Exercise instructions
Rewrite every line of the records below as a numbered list, skipping blank lines and leaving out the pictures.

[Start of Records supplied]

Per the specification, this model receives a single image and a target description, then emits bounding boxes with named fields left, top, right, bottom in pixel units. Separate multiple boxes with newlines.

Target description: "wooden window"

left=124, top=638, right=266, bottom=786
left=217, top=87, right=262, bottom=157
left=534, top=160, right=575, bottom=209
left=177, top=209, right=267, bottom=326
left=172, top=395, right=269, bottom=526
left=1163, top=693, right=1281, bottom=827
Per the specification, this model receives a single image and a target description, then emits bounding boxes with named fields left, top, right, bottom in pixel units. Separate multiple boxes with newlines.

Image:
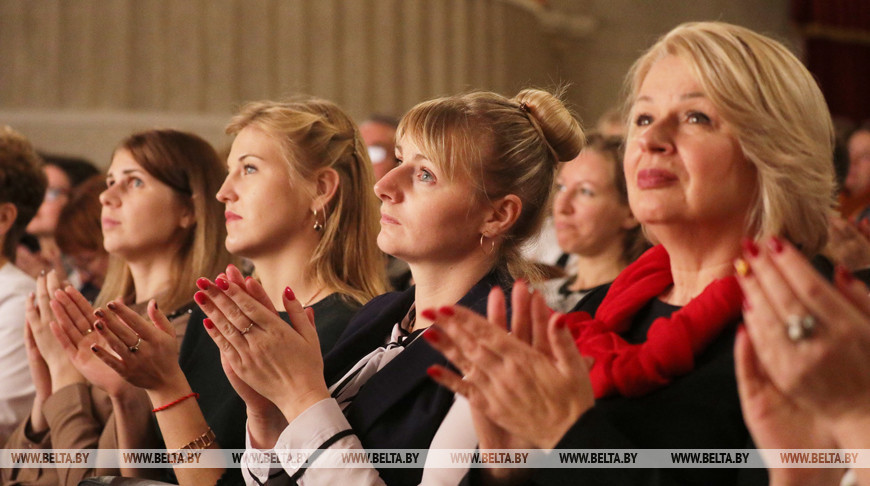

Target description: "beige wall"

[End of Records supplied]

Answer to the task
1. Per the specification, this model receives a single image and a target description, then emits bounding boxes with named fields left, top, right, bottom in pixel units. Separate multiple boxes with newlines.
2. Target description: "wooden window"
3. left=124, top=638, right=266, bottom=786
4. left=217, top=87, right=262, bottom=157
5. left=534, top=160, right=575, bottom=209
6. left=177, top=209, right=267, bottom=326
7. left=172, top=395, right=269, bottom=526
8. left=1163, top=693, right=1281, bottom=827
9. Per the specification, this model receives a single image and a target description, then emits bounding boxes with named fields left, top, right, bottom in pixel units. Separate multiple boxes with newlines.
10. Image:
11. Target description: "beige wall"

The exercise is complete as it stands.